EXCERPTED PASSAGE
========================================================================

# Visualizing the square root of 2

A junior high school student I am tutoring asked me a question that stumped me - I was wondering if anyone could shed some light on it here.

We were talking about how the square root of 2 is an irrational number, and that means you can't write that value as the ratio of two integers. The decimal form of this value goes on forever, without repeating. And then we tried visualizing what it means when a decimal number "goes on forever."

I tried explaining it as imagining drawing a line, but you keep adding smaller and smaller pieces to its length. The pieces end up being so small, you effectively get a finite length. It was here that I could hear my own explanation breaking down. I realized I truly don't know how to visualize this concept.

The diagram I was using to describe this line was the diagonal of a square with a side length of 1. The length of this diagonal is the square root of 2, and clearly, it has a finite length (it fits inside the box, after all). Yet looking at that length in decimal form, apparently it isn't really finite. Sure those additional values that keep getting added to it as you go out from the right of the decimal point keep getting smaller and smaller, but they each have substance, adding to the overall length of the line.

What am I missing here? Or, is there a better way to explain this concept?

• Try using the sum of a geometric series for a comparison. Jun 3, 2014 at 5:17
• Wikipedia seems to have a decent [proof].(en.wikipedia.org/wiki/Square_root_of_2#Geometric_proof) Jun 3, 2014 at 5:20
• "Apparently it isn't really finite". Well, the sum of the infinite series $1+\frac 12+\frac 14\dots$ is $2$, although it keeps going on forever. Eventually the numbers get so small, they don't really matter anymore to the sum. The above geometric series does not go to infinity! It is finite. Think of the expansion of a square root like a infinite sum of numbers: $\sqrt 2=1+0.4+0.04+0.001+\dots$ Eventually the numbers get so small, they do not matter anymore. The sum of the numbers is not infinite! The numbers will get so insignificant, it is like how $1$ makes an impact on $\infty$. Jun 3, 2014 at 5:33
• watch this funny video about infinite series :) youtube.com/watch?v=jktaz0ZautY basically, you're dealling with an infinite sum that never gets equal or bigger than $\sqrt{2}$, but it's limit is $\sqrt{2}$. Note that every infinite sum that converges (has a value that is not infiniy), has its terms decreasing. But not all sums with decreasing terms converge (example: $1 + \frac{1}{2} + \frac{1}{3} + ...$ diverges)

========================================================================

DATA ROWS

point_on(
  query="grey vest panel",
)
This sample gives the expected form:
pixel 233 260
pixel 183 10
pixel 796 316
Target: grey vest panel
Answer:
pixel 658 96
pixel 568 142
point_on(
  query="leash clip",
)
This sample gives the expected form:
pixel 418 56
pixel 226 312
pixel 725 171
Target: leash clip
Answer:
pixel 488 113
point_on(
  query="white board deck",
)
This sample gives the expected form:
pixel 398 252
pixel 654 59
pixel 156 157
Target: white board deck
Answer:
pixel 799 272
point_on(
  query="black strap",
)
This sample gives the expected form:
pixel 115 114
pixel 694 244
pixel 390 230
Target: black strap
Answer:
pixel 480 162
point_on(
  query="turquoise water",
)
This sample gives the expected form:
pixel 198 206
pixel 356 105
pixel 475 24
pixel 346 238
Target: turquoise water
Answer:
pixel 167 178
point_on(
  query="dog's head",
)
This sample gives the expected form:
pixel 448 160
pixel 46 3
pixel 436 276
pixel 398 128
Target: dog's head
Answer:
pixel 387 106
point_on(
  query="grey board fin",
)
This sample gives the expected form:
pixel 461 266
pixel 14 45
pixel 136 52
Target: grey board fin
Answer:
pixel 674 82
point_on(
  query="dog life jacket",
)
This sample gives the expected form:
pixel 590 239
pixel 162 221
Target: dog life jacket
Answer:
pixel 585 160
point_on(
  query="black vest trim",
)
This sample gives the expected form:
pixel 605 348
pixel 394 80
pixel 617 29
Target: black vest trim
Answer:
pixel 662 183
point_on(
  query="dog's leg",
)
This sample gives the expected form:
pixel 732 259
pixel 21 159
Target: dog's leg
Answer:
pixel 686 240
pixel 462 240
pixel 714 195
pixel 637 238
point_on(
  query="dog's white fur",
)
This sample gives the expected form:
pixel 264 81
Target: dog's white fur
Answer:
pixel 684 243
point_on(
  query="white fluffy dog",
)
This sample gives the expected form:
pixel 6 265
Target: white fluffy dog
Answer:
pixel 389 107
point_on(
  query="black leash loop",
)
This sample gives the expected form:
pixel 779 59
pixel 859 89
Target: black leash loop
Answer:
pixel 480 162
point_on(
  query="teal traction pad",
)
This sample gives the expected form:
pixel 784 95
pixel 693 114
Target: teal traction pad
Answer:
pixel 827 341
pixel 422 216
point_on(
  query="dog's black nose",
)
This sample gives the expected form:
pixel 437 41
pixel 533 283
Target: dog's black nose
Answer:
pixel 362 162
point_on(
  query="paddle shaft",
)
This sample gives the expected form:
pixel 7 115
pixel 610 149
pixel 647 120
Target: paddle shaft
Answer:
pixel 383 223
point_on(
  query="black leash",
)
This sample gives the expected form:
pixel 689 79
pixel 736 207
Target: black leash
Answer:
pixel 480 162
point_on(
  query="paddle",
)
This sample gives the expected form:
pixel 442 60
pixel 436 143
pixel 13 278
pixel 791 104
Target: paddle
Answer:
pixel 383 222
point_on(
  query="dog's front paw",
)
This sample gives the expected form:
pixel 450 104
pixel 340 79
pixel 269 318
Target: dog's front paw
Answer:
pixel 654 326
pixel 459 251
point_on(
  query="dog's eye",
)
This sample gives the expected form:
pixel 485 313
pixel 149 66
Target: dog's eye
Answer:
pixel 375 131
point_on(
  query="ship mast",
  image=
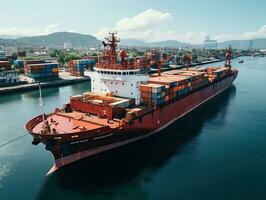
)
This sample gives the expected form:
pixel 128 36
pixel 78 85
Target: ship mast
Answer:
pixel 112 43
pixel 41 102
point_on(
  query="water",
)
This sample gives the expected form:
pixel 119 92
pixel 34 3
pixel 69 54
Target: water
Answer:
pixel 215 152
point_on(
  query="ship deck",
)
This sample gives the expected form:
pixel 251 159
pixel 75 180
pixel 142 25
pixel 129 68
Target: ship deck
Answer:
pixel 74 122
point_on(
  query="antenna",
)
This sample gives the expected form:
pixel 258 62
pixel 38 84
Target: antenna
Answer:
pixel 41 104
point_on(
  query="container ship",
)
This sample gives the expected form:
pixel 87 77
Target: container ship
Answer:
pixel 126 104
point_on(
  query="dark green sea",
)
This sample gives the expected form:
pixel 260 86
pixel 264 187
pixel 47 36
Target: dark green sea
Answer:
pixel 216 152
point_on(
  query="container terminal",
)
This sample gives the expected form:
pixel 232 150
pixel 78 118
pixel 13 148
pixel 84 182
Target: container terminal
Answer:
pixel 126 104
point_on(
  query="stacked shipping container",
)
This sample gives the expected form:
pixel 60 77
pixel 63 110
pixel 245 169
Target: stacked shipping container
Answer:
pixel 179 83
pixel 77 67
pixel 20 65
pixel 6 65
pixel 37 69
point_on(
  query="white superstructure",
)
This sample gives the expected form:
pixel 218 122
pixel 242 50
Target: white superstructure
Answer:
pixel 124 83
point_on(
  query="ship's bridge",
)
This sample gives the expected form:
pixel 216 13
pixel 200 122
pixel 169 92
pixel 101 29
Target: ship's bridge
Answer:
pixel 124 83
pixel 120 77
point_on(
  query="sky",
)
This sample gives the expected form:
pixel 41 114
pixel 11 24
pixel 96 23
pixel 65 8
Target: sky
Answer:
pixel 147 20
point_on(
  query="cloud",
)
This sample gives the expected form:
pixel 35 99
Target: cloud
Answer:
pixel 147 26
pixel 260 33
pixel 151 25
pixel 255 34
pixel 16 31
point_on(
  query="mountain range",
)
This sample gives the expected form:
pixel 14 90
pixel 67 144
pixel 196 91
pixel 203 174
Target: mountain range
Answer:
pixel 57 40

========================================================================

PROBLEMS AND TASKS
A: Based on the square root of 2 thread above the rows, does each statement agree with it? Answer yes or no for each, and quote the deciding words of the thread. (i) The person being tutored is a junior high school student. (ii) The diagram used a square with a side length of 2. (iii) One reply states that the infinite series 1 + 1/2 + 1/4 … sums to 2.
B: In the square root of 2 thread, which sum does the last reply give as an example of a series that diverges even though its terms decrease?
C: Please continue the square root of 2 thread by writing the next reply after its final one.

OUTPUTS BY TASK
A:
(i) Yes: "A junior high school student I am tutoring"
(ii) No: "the diagonal of a square with a side length of 1"
(iii) Yes: "the sum of the infinite series $1+\frac 12+\frac 14\dots$ is $2$"

B: $1 + \frac{1}{2} + \frac{1}{3} + ...$

C:
– PPP
Jun 3, 2014 at 5:56
• What you're talking about isn't exclusive to irrationals. $0.33333333\ldots$ has a decimal representation that goes on forever too, raising the exact same "how is it finite if I keep adding more" question. Jun 3, 2014 at 7:28

Try explaining it with a number line:

Divide the interval between 1 and 2 into ten equal parts and number them 0-9. Note that these are tenths, and so numbers of the form 1.4... fall into division four.

Now divide the interval between 1.4 and 1.5 into ten equal parts and note that these are hundredths, so numbers of the form 1.41... fall into division one.

Continuing this way demonstrates that at each step, adding more digits gives us a smaller and smaller interval that the number can be in and so increases accuracy rather than just making the number grow.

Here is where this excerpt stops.